• [Objetivo planteado 1]: ¿Cuántas páginas tiene el libro comentado en la reseña?
• [Objetivo planteado 2]: Copia de nuevo la reseña desde "El libro de" hasta "de lo social.", pero cambia "masacre" por "matanza".
• [Objetivo planteado 3]: Según la reseña, ¿por qué la masacre resulta un objeto de estudio interesante para la sociología?

• [Texto a leer]:
Desafíos
ISSN:0124-4035 | eISSN:2145-5112

Suárez, Andrés Fernando. El Silencio del horror: Guerra y masacres en Colombia. Siglo del Hombre Editores, Universidad EAFIT y Universidad del Rosario, 2022. 221 pp.

Carolina Robledo

Suárez, Andrés Fernando. El Silencio del horror: Guerra y masacres en Colombia. Siglo del Hombre Editores, Universidad EAFIT y Universidad del Rosario, 2022. 221 pp.

Desafíos, vol. 34, 2022

Universidad del Rosario

Carolina Robledo

Conacyt - Centro de Investigaciones y Estudios Superiores en Antropología Social (CIESAS), México


Título: El Silencio del horror: Guerra y masacres en Colombia

Autor: Andrés Fernando Suárez

Editorial: Siglo del Hombre Editores, Universidad EAFIT y Universidad del Rosario

Año de edición: 2022

Páginas: 221

ISBN:

Mucho se ha escrito sobre el conflicto armado colombiano y, en particular, sobre las violencias que lo constituyen y que se ejercen en su mayoría contra la población civil. Desapariciones forzadas, ejecuciones extrajudiciales, violencia sexual, desplazamiento y masacres hacen parte de los restos de la guerra, que se ensamblan para avanzar hacia la comprensión del pasado reciente.

A pesar de estos esfuerzos, sabemos bien que la memoria del conflicto no es un proyecto completo, y que corre el riesgo de dar pasos hacia atrás o de congelarse en cualquier momento. Por eso, resulta tan importante promover, desde todas las disciplinas y saberes, la capacidad de comprensión de las formas más degradantes de la guerra, pues estas constituyen la expresividad de estructuras sociales que deben transformarse profundamente, y que no solo interpelan a los actores armados, sino también a quienes hemos sido espectadores pasivos de sus atrocidades.

Mirando en retrospectiva el conflicto, desde la comodidad de las ciudades, hoy podemos ver con una dosis necesaria de autocrítica que vivimos las masacres como algo que ocurría en territorios ajenos a nuestra experiencia de país. Los medios de comunicación tuvieron mucho que ver en el modo de banalizar estos actos, pues los presentaron como parte de un paisaje rutinario, asediado por la idea de normalidad, mientras en los territorios rurales se libraba una guerra devastadora. o todas las masacres merecieron reportajes periodísticos serios, la mayoría fueron narradas a través de los boletines de prensa elaborados por las Fuerzas Armadas con lo tendenciosa que pudiera ser su interpretación del conflicto. Esta realidad marcó una especie de naturalización de la violencia extrema, que se tradujo en un régimen moral de permisividad social para su ejercicio.

El libro de Andrés Suárez se dirige hacia el esfuerzo ético por contrarrestar este estado de banalización recordándonos el carácter extraordinario de la masacre, un crimen excesivo y particularmente expresivo. Es justamente esta cualidad comunicativa lo que hace de la masacre un objeto de estudio interesante para la sociología y en especial para el autor, quien se propone analizarla como un acto estructurado y estructurante de lo social.

• [Fragmento fuente]:

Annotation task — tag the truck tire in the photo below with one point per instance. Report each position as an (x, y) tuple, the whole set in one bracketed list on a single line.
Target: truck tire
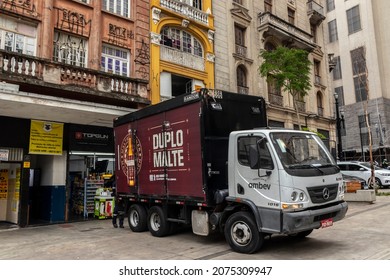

• [Respuesta final 1]: 221 páginas.

• [Respuesta final 2]:
El libro de Andrés Suárez se dirige hacia el esfuerzo ético por contrarrestar este estado de banalización recordándonos el carácter extraordinario de la matanza, un crimen excesivo y particularmente expresivo. Es justamente esta cualidad comunicativa lo que hace de la matanza un objeto de estudio interesante para la sociología y en especial para el autor, quien se propone analizarla como un acto estructurado y estructurante de lo social.

• [Respuesta final 3]: Por su cualidad comunicativa, ya que es un crimen excesivo y particularmente expresivo.